_TO BE DONE_.
**a.** In the court opinion excerpt, what date is given as the filing date?
**b.** Pick out every line of the listing that contains the string "window", and copy each of those lines.

An unpublished opinion of the North Carolina Court of Appeals does not constitute controlling legal authority. Citation is disfavored, but may be permitted in accordance with the provisions of Rule 30(e)(3) of the North Carolina Rules of Appellate Procedure.

NO. COA06-303

NORTH CAROLINA COURT OF APPEALS

Filed: 5 September 2006

STATE OF NORTH CAROLINA

         v.                        Haywood County
                                Nos. 05 CRS 52464, 3658
JOSEPH RAY HOWES, JR.

    Appeal by defendant from judgment entered 8 December 2005 by Judge Dennis J. Winner in Haywood County Superior Court. Heard in the Court of Appeals 21 August 2006.

    Attorney General Roy Cooper, by Assistant Attorney General Amy C. Kunstling, for the State.

    William B. Gibson for defendant-appellant.

    CALABRIA, Judge.

    Joseph Ray Howes, Jr. (“defendant”) appeals from a judgment entered upon jury verdicts finding defendant guilty of failure to register as a sex offender and of attaining the status of an habitual felon. We find no error.

_ENTRIES PROVIDED_.

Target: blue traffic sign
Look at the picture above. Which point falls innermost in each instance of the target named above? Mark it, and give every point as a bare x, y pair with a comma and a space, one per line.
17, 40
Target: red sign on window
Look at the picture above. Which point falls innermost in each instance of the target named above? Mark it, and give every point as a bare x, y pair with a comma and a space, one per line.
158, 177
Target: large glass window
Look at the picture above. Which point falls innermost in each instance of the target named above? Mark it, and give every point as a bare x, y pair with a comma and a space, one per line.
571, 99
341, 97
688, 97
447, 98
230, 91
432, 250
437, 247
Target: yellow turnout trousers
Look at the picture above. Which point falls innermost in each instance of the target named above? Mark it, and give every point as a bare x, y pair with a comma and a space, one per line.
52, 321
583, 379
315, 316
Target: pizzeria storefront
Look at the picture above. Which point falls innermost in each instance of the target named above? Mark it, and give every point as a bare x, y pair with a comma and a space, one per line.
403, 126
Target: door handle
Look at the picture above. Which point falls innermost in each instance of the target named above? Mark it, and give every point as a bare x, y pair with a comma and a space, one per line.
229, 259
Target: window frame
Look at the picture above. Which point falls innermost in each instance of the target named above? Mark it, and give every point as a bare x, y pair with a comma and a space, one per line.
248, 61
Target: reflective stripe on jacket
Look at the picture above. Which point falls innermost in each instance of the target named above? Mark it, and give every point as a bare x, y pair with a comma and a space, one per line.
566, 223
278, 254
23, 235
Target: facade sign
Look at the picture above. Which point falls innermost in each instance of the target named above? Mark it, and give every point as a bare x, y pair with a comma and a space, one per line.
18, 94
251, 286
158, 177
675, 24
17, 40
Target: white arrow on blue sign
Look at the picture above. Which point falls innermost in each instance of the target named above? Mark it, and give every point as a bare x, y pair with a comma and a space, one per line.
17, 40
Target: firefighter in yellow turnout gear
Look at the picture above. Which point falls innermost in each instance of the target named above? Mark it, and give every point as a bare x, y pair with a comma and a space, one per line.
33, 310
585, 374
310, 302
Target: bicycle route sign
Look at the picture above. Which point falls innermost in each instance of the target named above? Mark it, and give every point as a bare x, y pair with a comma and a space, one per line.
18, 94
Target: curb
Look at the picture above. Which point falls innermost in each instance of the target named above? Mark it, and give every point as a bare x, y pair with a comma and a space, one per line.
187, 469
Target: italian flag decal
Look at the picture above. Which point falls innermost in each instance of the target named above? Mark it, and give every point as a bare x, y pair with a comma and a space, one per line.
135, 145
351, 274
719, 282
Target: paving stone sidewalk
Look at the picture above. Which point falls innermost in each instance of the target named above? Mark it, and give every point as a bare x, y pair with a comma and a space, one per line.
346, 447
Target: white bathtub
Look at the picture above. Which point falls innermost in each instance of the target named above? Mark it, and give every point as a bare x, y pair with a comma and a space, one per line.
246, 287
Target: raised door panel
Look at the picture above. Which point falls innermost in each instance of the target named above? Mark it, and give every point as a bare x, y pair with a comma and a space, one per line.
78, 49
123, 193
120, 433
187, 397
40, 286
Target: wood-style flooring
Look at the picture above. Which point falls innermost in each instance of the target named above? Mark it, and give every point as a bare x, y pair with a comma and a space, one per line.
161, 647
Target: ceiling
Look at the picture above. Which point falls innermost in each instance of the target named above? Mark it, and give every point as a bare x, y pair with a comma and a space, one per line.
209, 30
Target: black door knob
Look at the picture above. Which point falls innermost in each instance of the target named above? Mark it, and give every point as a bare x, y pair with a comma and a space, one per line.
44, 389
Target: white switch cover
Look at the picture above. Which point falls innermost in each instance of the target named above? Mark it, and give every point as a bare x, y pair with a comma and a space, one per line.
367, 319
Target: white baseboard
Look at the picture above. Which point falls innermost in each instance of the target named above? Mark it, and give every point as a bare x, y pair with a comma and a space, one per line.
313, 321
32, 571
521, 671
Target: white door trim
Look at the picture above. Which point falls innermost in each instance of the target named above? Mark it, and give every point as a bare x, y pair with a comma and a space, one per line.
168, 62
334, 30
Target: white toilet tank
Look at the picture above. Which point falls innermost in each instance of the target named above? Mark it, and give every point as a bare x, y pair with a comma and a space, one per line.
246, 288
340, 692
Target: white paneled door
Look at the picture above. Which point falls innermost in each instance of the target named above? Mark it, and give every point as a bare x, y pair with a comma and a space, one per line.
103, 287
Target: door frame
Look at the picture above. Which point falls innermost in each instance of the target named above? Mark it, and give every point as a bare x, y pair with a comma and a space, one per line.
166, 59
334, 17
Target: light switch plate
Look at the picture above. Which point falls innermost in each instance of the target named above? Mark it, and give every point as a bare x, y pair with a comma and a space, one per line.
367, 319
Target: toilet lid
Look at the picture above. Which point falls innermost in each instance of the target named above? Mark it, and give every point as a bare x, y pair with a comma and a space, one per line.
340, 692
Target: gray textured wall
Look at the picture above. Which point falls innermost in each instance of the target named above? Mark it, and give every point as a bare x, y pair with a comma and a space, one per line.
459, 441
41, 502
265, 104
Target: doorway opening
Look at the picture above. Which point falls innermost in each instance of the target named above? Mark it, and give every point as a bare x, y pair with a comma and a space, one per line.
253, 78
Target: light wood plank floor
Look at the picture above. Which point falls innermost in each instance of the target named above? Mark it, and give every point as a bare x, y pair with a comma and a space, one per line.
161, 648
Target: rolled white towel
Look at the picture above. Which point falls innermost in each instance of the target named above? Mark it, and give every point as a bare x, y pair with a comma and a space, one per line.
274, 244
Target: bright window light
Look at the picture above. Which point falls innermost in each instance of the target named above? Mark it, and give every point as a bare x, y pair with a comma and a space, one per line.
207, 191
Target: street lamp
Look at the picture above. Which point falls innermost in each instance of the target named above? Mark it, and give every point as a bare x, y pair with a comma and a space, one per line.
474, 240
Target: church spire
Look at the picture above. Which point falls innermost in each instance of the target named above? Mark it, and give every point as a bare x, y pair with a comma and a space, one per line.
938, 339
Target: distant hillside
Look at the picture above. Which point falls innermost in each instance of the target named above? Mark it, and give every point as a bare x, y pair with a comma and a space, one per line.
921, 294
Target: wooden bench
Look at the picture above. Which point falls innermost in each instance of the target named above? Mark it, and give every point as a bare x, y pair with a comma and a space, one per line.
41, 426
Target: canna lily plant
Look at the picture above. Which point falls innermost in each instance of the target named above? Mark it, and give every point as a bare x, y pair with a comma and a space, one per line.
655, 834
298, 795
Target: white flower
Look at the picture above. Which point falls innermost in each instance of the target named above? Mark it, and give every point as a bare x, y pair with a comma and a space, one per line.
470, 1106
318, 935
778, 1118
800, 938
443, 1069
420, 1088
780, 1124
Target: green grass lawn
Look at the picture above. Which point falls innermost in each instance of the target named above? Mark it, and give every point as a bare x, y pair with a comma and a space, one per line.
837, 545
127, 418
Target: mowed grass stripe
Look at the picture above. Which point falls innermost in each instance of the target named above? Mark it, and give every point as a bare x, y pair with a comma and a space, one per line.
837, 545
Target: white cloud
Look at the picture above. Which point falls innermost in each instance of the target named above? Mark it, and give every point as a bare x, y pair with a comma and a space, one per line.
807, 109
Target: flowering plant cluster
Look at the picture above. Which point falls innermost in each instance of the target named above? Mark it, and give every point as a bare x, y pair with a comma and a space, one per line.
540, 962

_EXERCISE RESULTS_.
**a.** 5 September 2006

**b.**
Target: red sign on window
Target: large glass window
Target: window frame
Target: bright window light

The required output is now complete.